=== Section Start ===

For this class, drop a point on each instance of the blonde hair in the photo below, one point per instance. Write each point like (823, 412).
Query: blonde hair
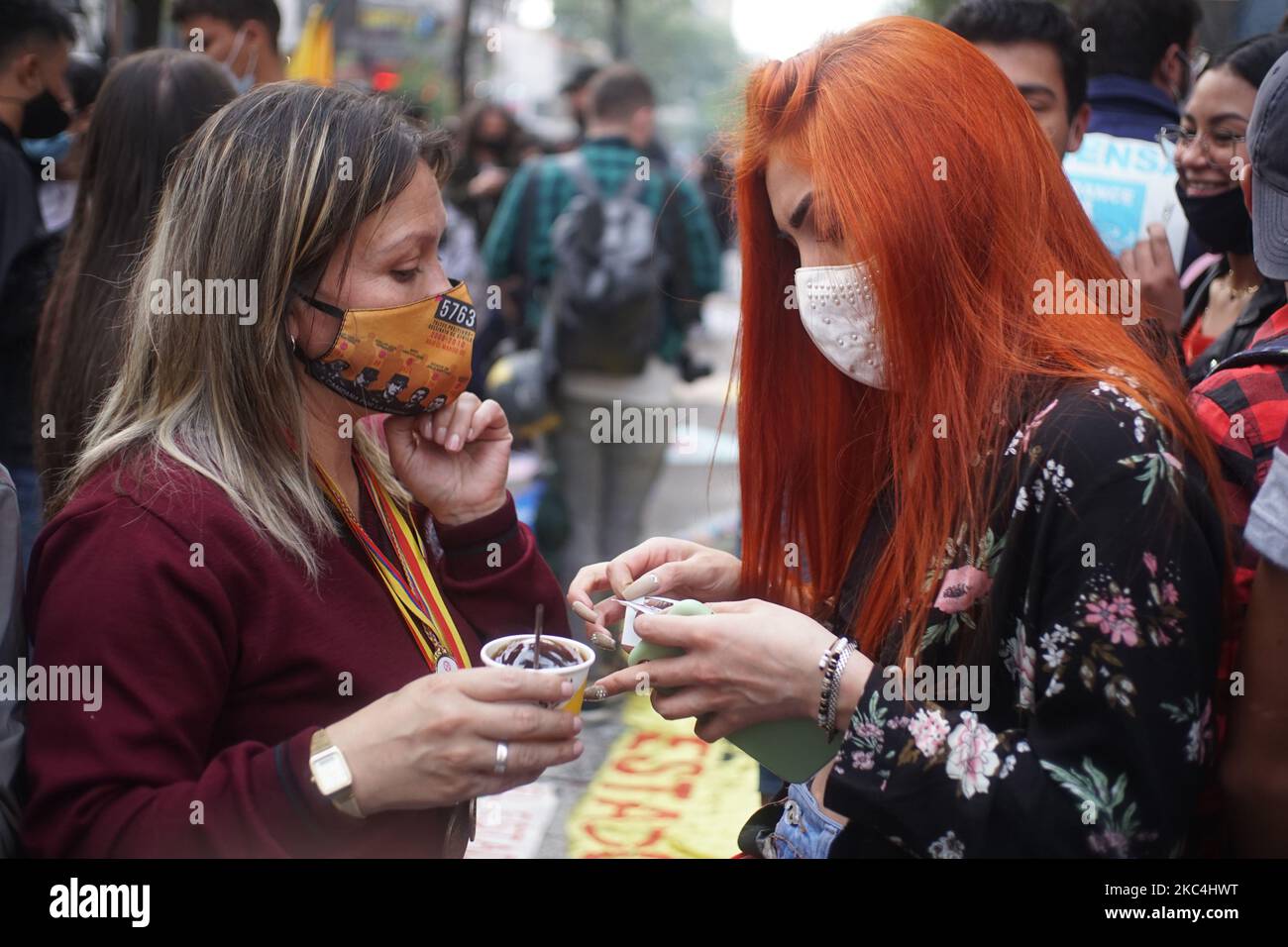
(258, 193)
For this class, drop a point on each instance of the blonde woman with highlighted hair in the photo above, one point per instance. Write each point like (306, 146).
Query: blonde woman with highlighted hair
(286, 603)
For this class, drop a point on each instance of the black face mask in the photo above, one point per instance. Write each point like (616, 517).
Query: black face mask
(1222, 221)
(43, 118)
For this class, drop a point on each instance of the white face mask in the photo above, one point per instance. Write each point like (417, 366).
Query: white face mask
(838, 309)
(244, 82)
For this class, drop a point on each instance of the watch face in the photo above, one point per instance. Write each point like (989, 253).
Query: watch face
(330, 772)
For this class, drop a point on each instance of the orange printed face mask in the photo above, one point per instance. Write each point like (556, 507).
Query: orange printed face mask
(407, 360)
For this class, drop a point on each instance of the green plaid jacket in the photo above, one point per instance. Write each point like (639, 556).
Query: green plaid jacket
(518, 241)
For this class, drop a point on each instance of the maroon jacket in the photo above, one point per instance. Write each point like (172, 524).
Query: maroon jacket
(215, 677)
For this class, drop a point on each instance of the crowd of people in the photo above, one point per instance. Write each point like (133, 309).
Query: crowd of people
(277, 518)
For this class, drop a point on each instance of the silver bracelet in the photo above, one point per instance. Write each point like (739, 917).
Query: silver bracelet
(835, 688)
(827, 664)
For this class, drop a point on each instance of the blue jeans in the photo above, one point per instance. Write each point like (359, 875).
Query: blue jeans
(803, 830)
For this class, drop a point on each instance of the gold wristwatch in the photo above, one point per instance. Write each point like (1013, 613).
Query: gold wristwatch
(331, 775)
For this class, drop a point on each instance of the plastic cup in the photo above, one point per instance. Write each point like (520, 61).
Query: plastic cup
(576, 673)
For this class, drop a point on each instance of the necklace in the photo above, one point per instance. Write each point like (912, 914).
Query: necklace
(1228, 286)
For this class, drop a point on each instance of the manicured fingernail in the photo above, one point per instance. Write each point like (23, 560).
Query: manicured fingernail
(642, 586)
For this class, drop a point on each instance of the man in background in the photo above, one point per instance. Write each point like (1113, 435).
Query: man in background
(605, 483)
(35, 43)
(1141, 59)
(1038, 48)
(239, 34)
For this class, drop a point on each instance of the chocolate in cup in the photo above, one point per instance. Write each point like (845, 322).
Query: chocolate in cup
(562, 656)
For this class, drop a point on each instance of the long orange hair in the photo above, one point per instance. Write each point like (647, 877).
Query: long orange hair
(928, 163)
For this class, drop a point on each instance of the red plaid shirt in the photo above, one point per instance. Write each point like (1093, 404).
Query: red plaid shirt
(1244, 411)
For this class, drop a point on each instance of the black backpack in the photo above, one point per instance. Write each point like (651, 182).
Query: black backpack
(605, 303)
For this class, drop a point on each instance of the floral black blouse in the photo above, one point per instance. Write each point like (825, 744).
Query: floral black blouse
(1096, 598)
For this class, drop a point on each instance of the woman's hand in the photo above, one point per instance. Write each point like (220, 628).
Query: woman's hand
(1150, 262)
(675, 569)
(455, 460)
(748, 663)
(433, 742)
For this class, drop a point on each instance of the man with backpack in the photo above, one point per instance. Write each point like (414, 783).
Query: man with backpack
(610, 257)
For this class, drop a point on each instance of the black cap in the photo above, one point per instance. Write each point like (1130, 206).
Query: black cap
(1267, 146)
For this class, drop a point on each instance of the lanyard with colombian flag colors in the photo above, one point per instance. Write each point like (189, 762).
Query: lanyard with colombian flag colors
(412, 587)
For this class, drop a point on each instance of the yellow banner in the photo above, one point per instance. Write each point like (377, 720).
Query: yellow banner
(664, 793)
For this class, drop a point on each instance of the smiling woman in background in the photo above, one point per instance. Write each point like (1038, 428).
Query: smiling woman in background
(147, 108)
(274, 600)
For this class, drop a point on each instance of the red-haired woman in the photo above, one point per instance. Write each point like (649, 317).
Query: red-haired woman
(978, 474)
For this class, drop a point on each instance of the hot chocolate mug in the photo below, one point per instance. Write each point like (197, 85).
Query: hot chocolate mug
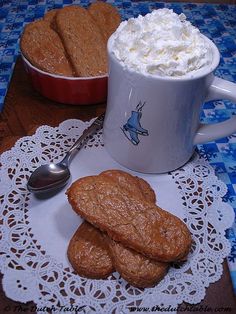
(152, 123)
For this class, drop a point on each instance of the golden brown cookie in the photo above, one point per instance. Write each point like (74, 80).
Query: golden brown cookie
(42, 46)
(82, 40)
(134, 267)
(137, 224)
(133, 185)
(50, 17)
(87, 244)
(106, 16)
(88, 253)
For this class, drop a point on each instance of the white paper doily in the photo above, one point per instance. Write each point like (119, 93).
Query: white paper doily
(35, 232)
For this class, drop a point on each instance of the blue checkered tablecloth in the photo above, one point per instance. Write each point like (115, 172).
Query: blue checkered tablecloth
(218, 22)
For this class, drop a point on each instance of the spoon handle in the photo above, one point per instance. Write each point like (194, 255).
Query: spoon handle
(82, 140)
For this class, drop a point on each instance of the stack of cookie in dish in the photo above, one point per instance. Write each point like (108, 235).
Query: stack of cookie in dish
(71, 41)
(124, 230)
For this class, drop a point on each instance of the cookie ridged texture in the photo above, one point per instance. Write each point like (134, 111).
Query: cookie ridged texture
(82, 40)
(133, 185)
(134, 267)
(106, 17)
(42, 46)
(88, 253)
(137, 269)
(137, 224)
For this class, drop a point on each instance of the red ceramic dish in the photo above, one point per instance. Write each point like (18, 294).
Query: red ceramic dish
(67, 90)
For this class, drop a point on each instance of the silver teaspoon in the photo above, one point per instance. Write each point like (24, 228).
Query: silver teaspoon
(50, 177)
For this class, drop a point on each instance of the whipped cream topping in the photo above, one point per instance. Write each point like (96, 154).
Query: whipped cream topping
(161, 43)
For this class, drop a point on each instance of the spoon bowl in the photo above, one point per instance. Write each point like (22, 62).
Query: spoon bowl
(48, 177)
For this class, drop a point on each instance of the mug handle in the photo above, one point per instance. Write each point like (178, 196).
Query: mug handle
(219, 89)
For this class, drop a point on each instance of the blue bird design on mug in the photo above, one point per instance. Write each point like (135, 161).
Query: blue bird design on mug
(132, 128)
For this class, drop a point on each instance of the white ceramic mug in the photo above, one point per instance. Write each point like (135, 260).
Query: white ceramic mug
(152, 123)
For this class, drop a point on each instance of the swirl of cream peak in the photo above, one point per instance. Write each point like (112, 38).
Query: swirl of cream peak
(161, 43)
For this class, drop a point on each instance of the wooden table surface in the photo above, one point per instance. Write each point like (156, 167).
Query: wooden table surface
(23, 112)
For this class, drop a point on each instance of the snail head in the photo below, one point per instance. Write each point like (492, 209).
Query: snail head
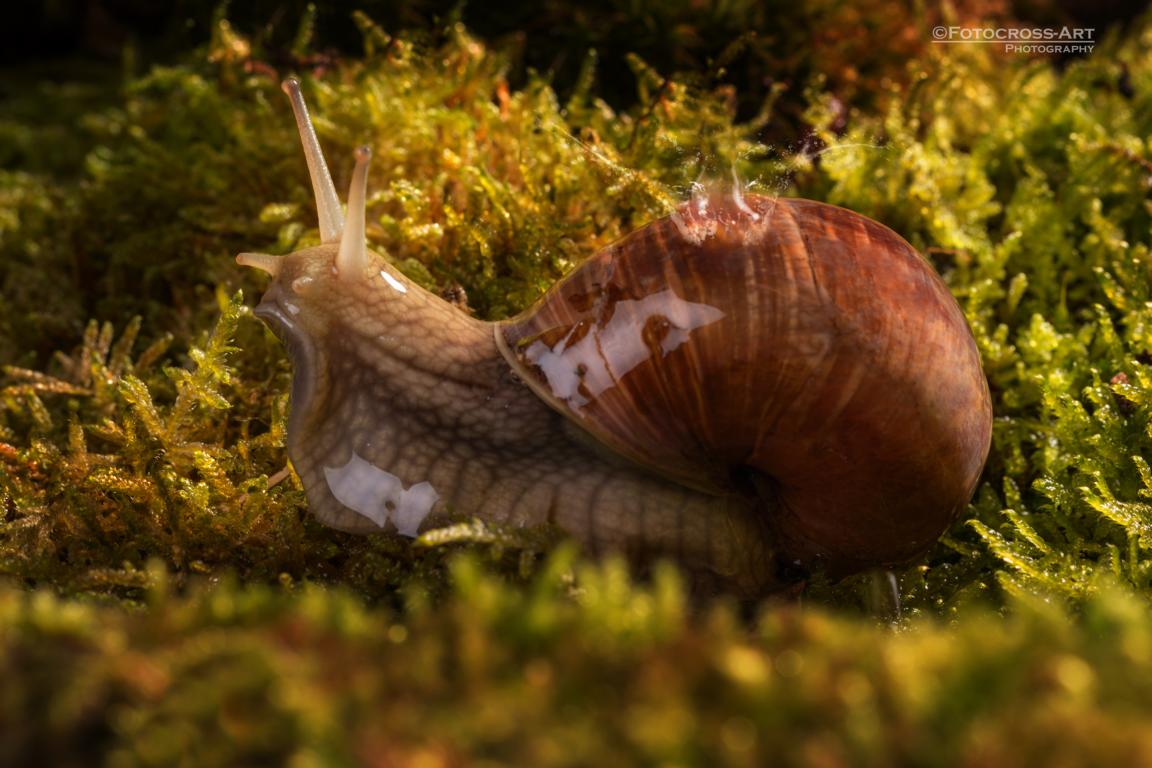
(313, 287)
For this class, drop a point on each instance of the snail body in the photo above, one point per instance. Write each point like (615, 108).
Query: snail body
(748, 385)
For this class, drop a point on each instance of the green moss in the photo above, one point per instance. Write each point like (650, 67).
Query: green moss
(548, 675)
(167, 593)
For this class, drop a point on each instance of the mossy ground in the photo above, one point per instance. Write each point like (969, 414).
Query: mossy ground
(167, 599)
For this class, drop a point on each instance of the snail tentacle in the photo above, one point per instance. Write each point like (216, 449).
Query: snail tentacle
(351, 258)
(327, 202)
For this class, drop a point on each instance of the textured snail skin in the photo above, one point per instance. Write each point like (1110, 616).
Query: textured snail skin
(743, 385)
(403, 412)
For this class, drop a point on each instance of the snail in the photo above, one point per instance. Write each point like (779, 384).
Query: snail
(757, 387)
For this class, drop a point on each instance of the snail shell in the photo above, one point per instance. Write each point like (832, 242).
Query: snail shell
(785, 348)
(749, 385)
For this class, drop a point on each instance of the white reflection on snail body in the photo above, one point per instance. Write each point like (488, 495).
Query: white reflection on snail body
(379, 495)
(578, 371)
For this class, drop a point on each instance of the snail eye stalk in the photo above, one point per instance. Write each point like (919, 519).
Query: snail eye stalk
(327, 203)
(353, 255)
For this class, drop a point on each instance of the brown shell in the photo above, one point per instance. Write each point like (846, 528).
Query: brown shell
(783, 348)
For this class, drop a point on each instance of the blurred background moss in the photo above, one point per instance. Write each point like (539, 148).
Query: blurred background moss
(165, 597)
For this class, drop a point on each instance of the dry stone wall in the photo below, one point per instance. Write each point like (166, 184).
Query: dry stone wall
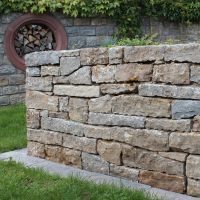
(131, 112)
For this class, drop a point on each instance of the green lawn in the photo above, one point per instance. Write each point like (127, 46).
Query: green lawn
(12, 127)
(20, 183)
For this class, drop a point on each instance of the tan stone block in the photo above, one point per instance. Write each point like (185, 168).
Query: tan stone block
(110, 151)
(163, 181)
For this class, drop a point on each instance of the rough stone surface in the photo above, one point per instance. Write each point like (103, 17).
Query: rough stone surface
(116, 120)
(77, 91)
(172, 73)
(164, 181)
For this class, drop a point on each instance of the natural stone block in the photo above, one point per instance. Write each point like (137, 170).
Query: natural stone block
(124, 172)
(143, 159)
(45, 137)
(81, 76)
(69, 65)
(174, 156)
(103, 73)
(39, 100)
(36, 149)
(39, 83)
(144, 53)
(116, 120)
(77, 91)
(78, 109)
(172, 73)
(193, 167)
(186, 142)
(185, 109)
(71, 157)
(79, 143)
(149, 139)
(168, 124)
(196, 124)
(42, 58)
(193, 187)
(115, 55)
(118, 88)
(50, 71)
(133, 72)
(110, 151)
(94, 163)
(53, 153)
(178, 92)
(195, 73)
(163, 181)
(33, 118)
(144, 106)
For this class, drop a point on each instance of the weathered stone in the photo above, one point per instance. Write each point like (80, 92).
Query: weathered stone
(36, 149)
(53, 153)
(182, 53)
(42, 58)
(79, 143)
(172, 73)
(193, 167)
(118, 88)
(186, 142)
(133, 72)
(78, 109)
(39, 83)
(116, 120)
(174, 155)
(94, 163)
(102, 104)
(196, 124)
(185, 109)
(144, 53)
(178, 92)
(124, 172)
(110, 151)
(69, 65)
(45, 137)
(39, 100)
(137, 105)
(168, 124)
(135, 157)
(71, 157)
(149, 139)
(115, 55)
(103, 73)
(33, 71)
(50, 71)
(63, 104)
(81, 76)
(33, 118)
(193, 187)
(163, 181)
(77, 91)
(195, 73)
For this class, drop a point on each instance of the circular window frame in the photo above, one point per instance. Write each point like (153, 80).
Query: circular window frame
(47, 20)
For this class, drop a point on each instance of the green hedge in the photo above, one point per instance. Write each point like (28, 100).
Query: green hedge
(127, 13)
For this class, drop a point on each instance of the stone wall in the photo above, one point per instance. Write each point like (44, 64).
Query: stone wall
(81, 32)
(131, 112)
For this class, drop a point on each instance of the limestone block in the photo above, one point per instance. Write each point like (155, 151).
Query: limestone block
(110, 151)
(77, 91)
(186, 142)
(116, 120)
(172, 73)
(94, 163)
(163, 181)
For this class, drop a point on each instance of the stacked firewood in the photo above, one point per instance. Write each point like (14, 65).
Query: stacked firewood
(34, 37)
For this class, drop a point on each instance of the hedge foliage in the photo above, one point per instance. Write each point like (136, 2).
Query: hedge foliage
(127, 13)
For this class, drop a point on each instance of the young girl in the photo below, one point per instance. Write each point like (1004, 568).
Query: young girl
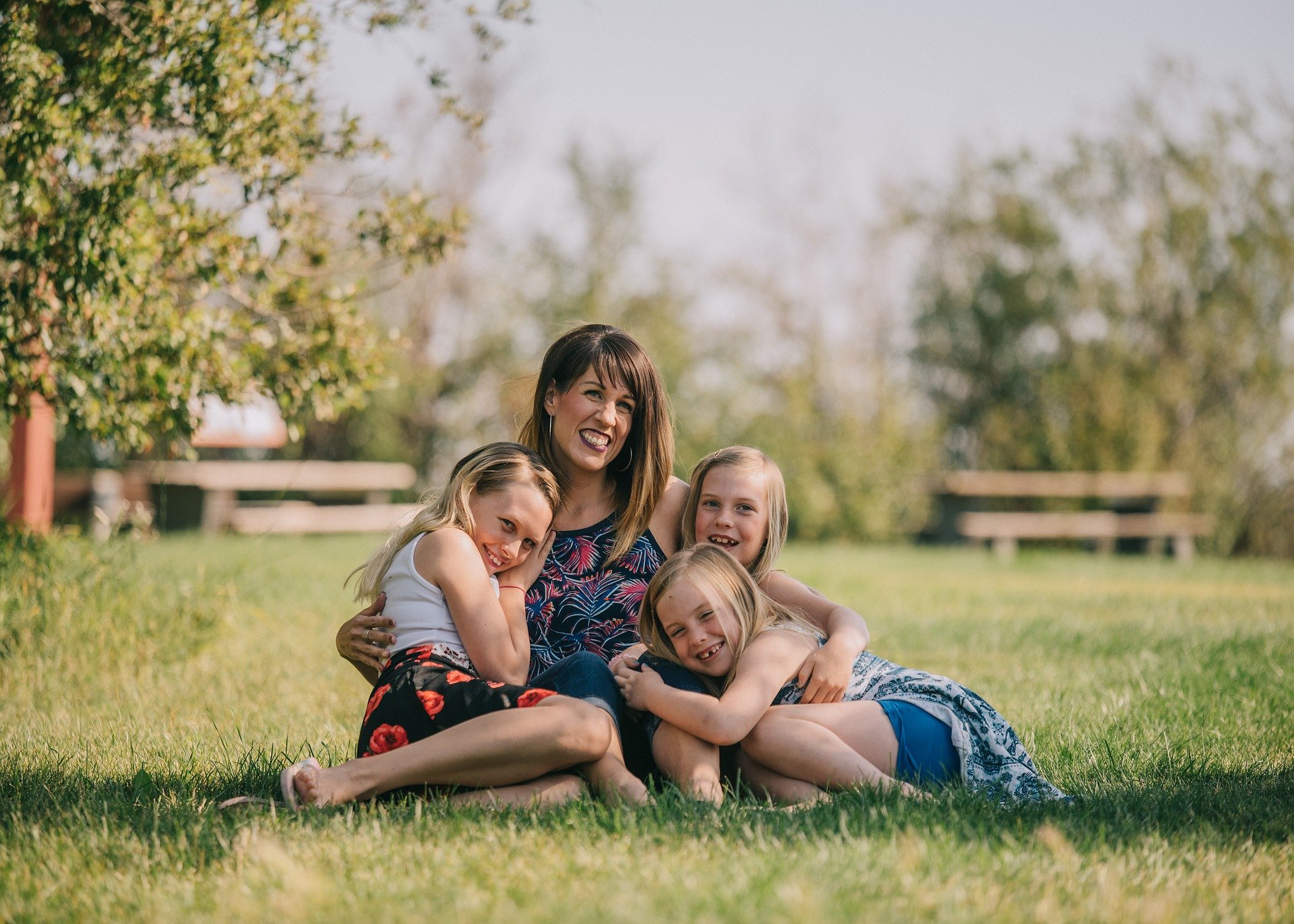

=== Section End ===

#### [Your objective]
Extract the part of the records that opens with the line containing "Query: blurred background moss" and closes with the line containing "like (80, 92).". Take only those lines, exactly, and no pictures.

#### [Output for this exercise]
Query: blurred background moss
(165, 597)
For this class, drop a point on each instance of the dry stone wall in the photo below, one point per instance. Write each point like (166, 184).
Query: dry stone wall
(131, 112)
For this class, drop a point on each instance of the green lawn in the photo above, one point per instance. Write each point like (127, 46).
Query: green lawn
(12, 127)
(20, 183)
For this class, drop a point on each instance of the tan stone block in the photo above, one point per instance. Write each point like (185, 168).
Query: tan stone block
(110, 151)
(163, 181)
For this class, drop a point on each instance of the rough stone surface in the photo above, one point per instance. Write each point like (103, 17).
Query: rough stone surface
(116, 120)
(77, 91)
(172, 73)
(164, 181)
For this class, drop a point on each instance of the natural stone block in the photo above, one point per instance. Write each point like (137, 170).
Query: natural stone block
(124, 172)
(143, 159)
(45, 137)
(81, 76)
(69, 65)
(174, 156)
(103, 73)
(39, 100)
(36, 149)
(39, 83)
(144, 53)
(116, 120)
(77, 91)
(78, 109)
(172, 73)
(193, 167)
(186, 142)
(185, 109)
(71, 157)
(79, 143)
(149, 139)
(168, 124)
(196, 124)
(42, 58)
(193, 187)
(115, 55)
(118, 88)
(50, 71)
(133, 72)
(110, 151)
(94, 163)
(53, 153)
(178, 92)
(195, 73)
(163, 181)
(33, 118)
(144, 106)
For this class, drop a point on each instance of the weathered stone in the photo above, one point per instance. Write each point like (80, 92).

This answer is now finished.